* _Written task_:
Nothing but the lines from the one with "of the knit" to the final line should be returned, each exactly as it appears.

(Object point labels)
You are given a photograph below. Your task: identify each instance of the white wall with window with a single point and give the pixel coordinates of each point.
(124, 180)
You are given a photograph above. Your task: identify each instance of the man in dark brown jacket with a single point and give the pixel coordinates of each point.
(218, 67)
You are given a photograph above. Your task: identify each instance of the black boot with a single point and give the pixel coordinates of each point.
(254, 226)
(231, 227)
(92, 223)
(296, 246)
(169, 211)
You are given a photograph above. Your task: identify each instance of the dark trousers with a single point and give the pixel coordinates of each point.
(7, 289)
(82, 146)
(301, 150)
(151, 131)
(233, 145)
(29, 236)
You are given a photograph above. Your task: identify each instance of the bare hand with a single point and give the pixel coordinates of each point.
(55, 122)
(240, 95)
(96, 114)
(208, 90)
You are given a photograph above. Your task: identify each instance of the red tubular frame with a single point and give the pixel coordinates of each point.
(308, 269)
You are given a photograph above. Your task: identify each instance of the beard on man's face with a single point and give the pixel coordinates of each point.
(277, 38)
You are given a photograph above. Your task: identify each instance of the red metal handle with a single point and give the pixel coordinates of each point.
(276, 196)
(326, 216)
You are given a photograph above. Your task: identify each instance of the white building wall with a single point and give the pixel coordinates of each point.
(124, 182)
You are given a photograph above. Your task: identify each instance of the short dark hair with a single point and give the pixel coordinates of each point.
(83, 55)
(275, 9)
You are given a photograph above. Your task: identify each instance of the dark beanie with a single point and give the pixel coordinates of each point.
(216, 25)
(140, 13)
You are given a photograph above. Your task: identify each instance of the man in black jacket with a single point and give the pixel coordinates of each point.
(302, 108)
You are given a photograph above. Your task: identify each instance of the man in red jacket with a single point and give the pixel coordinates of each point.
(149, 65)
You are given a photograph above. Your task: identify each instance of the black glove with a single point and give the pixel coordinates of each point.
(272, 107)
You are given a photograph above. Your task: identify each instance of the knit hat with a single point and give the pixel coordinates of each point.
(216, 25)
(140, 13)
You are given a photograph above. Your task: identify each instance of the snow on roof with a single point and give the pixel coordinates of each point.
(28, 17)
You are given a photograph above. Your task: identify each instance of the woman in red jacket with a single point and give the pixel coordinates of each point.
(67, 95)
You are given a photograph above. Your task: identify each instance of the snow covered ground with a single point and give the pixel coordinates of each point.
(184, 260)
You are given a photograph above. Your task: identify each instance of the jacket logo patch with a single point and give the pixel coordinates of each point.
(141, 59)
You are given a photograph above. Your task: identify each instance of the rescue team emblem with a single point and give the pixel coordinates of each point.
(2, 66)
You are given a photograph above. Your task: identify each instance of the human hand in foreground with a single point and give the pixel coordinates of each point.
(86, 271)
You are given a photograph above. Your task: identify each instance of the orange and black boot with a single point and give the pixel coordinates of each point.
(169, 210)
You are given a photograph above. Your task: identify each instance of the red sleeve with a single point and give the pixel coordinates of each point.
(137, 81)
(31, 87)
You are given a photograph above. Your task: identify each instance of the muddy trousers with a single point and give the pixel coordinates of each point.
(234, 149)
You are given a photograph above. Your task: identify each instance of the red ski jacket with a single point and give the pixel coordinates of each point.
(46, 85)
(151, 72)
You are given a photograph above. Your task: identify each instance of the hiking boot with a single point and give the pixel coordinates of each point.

* _Task result_:
You are given a photograph above. Your task: identify each instance of the knit hat with a single point and give the pixel coordinates of each point.
(216, 25)
(140, 13)
You are given a photograph above. Your task: identify each instance of the snow on roof with a single point and give the pixel coordinates of each point.
(28, 17)
You are given a photograph above. Your task: identify each instance of the woman in red jacket with a single point and give the pixel coordinates of each point.
(67, 95)
You are given a photograph above. Your task: identify each instance of the snow covered ground with a single point and give the pixel coordinates of each point.
(184, 260)
You are given a photograph above. Your task: identify each instance of the jacket logo patch with a single point and give the pixel coordinates of each point.
(141, 59)
You are given a photograph above. Your task: identify each instance of the rescue team emblem with a single point and give the pixel coordinates of each point.
(2, 66)
You are given a photograph above. Your task: identify each instance of the human hand in foreground with a single point and give the pixel coordinates of each point.
(86, 271)
You are given a photograph above. Your task: identify each instance of the orange and black boot with a single point and give the pixel coordinates of each point.
(169, 210)
You are given a photograph above. Your task: identify each instance of the red sleeve with a single point and give the pixel coordinates of each point.
(137, 81)
(31, 87)
You are given a photograph above. Your task: identify each instance of the muddy trousers with a single point and give the pixel coordinates of each point.
(234, 149)
You are given a photograph above. Your task: identify each instance of the red ski jacket with a single point and give the pixel coordinates of each point.
(46, 85)
(151, 72)
You are given a photograph above. Your task: identify each instance of the hiking boot with a single point and give the pixel coordinates of each point.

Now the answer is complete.